Am I the businesswoman? The spoken word poet? The professional coach? The thought leader who wants to turn the world on its head?

I am layers of story. I am a story club sandwich on rye with extra mayo.

Today, my story is that my family is riddled with cancer. My mother survived breast cancer. My father didn’t survive lymphoma. My brother didn’t survive a brain tumor. My sister-in-law is looking pancreatic cancer straight in the eye and saying, “Fuck you!” and we don’t yet know where that story will end.

What makes our cells go rogue? How can we adapt to this mutation? How can we dodge this bullet? Or meet it with grace and power?

How can I assure my kids that I’m not next? My oldest daughter has recurring nightmares of my death since my brother died. I just lost a good friend to mistaken gunfire in Egypt. He was a shaman, and a gift to all who knew him. Death is not choosy.

My story today is that I’m alive. And tomorrow, I may not be. And I am not afraid. Most of the time.

DATASET EXCERPTS »
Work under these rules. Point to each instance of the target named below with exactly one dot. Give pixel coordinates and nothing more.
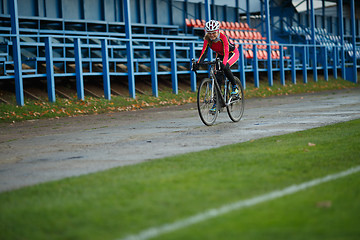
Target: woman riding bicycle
(224, 49)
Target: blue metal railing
(109, 53)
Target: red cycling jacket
(222, 47)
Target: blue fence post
(304, 63)
(256, 67)
(192, 74)
(314, 58)
(335, 62)
(341, 33)
(129, 49)
(106, 75)
(242, 66)
(50, 70)
(78, 69)
(19, 90)
(353, 41)
(154, 70)
(268, 39)
(282, 71)
(325, 65)
(174, 78)
(293, 66)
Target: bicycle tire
(205, 102)
(236, 108)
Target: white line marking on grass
(212, 213)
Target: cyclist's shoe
(235, 90)
(213, 109)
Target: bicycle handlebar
(214, 62)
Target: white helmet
(212, 26)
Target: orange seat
(242, 27)
(228, 25)
(260, 54)
(264, 54)
(246, 33)
(242, 35)
(251, 35)
(246, 26)
(251, 53)
(277, 45)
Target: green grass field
(91, 105)
(127, 200)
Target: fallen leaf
(324, 204)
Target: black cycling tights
(227, 73)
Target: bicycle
(208, 93)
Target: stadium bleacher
(241, 33)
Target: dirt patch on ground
(43, 150)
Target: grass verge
(126, 200)
(67, 108)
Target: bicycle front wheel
(236, 103)
(205, 101)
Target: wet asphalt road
(40, 151)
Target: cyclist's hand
(194, 66)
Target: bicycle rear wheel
(236, 105)
(205, 101)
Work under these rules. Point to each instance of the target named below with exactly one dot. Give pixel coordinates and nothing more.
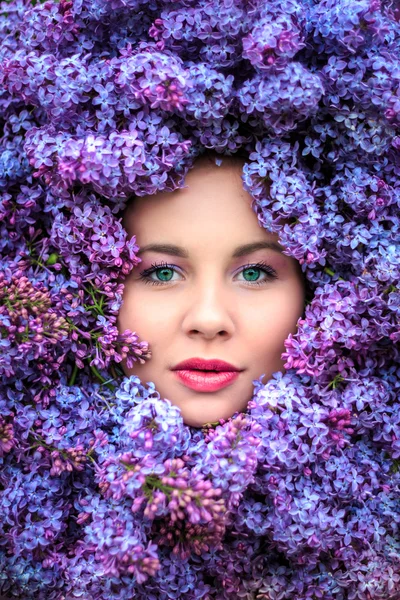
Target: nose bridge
(209, 309)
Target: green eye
(254, 273)
(251, 273)
(165, 274)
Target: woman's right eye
(165, 273)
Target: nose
(209, 310)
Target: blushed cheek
(279, 319)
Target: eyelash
(145, 275)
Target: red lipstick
(204, 375)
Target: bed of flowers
(105, 494)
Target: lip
(203, 381)
(204, 364)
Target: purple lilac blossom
(105, 493)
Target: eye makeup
(262, 266)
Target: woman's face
(205, 300)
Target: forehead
(210, 193)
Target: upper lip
(204, 364)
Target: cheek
(276, 317)
(144, 314)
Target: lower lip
(203, 381)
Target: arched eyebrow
(239, 251)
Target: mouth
(206, 381)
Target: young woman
(213, 288)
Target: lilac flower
(104, 492)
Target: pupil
(163, 273)
(253, 273)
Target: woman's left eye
(166, 271)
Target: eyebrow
(239, 252)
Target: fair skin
(209, 305)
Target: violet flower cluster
(105, 494)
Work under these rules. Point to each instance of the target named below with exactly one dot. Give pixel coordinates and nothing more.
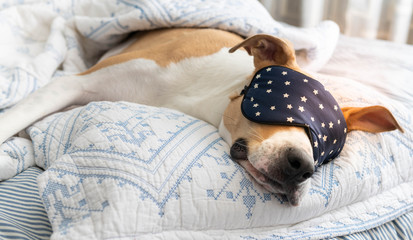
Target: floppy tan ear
(266, 48)
(373, 119)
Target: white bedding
(123, 170)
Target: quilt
(118, 170)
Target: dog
(202, 72)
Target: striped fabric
(400, 228)
(22, 214)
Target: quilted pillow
(123, 170)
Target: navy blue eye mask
(281, 96)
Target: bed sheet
(182, 183)
(123, 170)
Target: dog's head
(282, 156)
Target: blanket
(124, 170)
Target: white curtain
(383, 19)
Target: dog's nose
(299, 167)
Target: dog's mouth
(292, 190)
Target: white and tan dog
(192, 71)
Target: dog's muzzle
(281, 96)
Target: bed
(119, 170)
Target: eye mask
(281, 96)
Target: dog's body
(191, 70)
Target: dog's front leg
(60, 93)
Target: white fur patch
(196, 86)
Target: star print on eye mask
(281, 96)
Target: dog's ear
(373, 119)
(266, 48)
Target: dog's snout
(299, 167)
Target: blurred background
(382, 19)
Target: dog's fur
(192, 71)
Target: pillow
(123, 170)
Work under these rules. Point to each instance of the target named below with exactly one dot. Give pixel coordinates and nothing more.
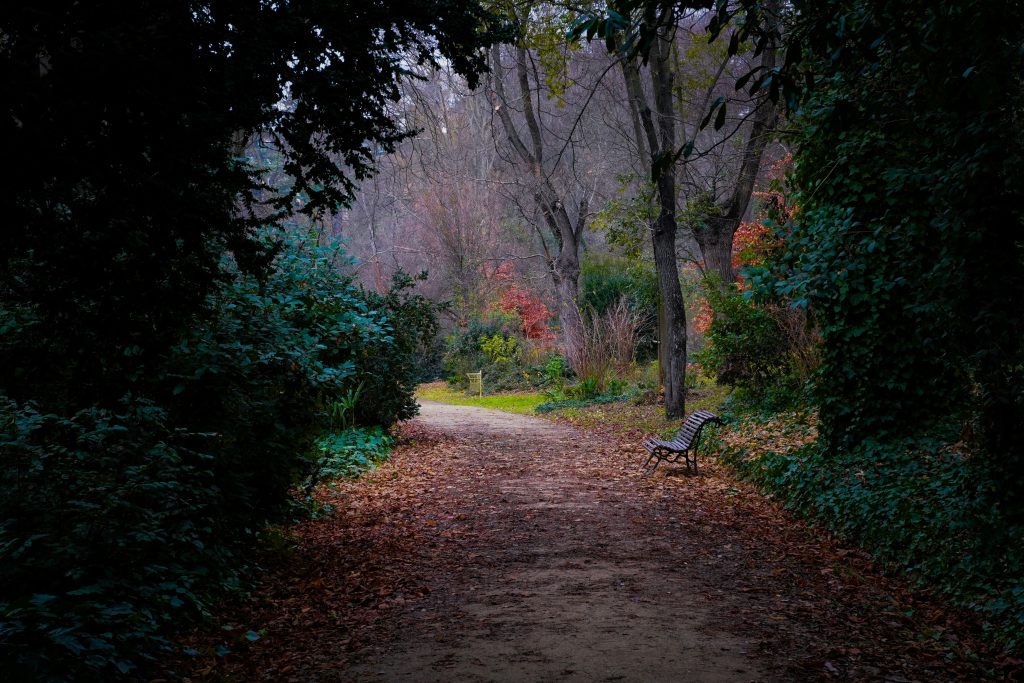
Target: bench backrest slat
(691, 428)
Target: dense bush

EXERCISE PROMPT »
Pick up the personal essay about cancer in the writer's family after its last line and keep it going in the same voice.

EXERCISE OUTPUT »
I know my story needs to be heard because we are all living in the face of death. Most of us have been touched by death. All of us eventually will be. How do we make peace with this relationship between this world and the next? How do we live fully? How do we greet our death when it comes? When we can look death in the eye, we can live forever.
Who are you now?: I am a mother, a poet, a lover, an artist, a coach, a warrior, a goddess, an instigator, an entrepreneur, a liar and a cheat, an angel in disguise, an inhaler of breath, an idea waiting to happen, a writer, a particle of God.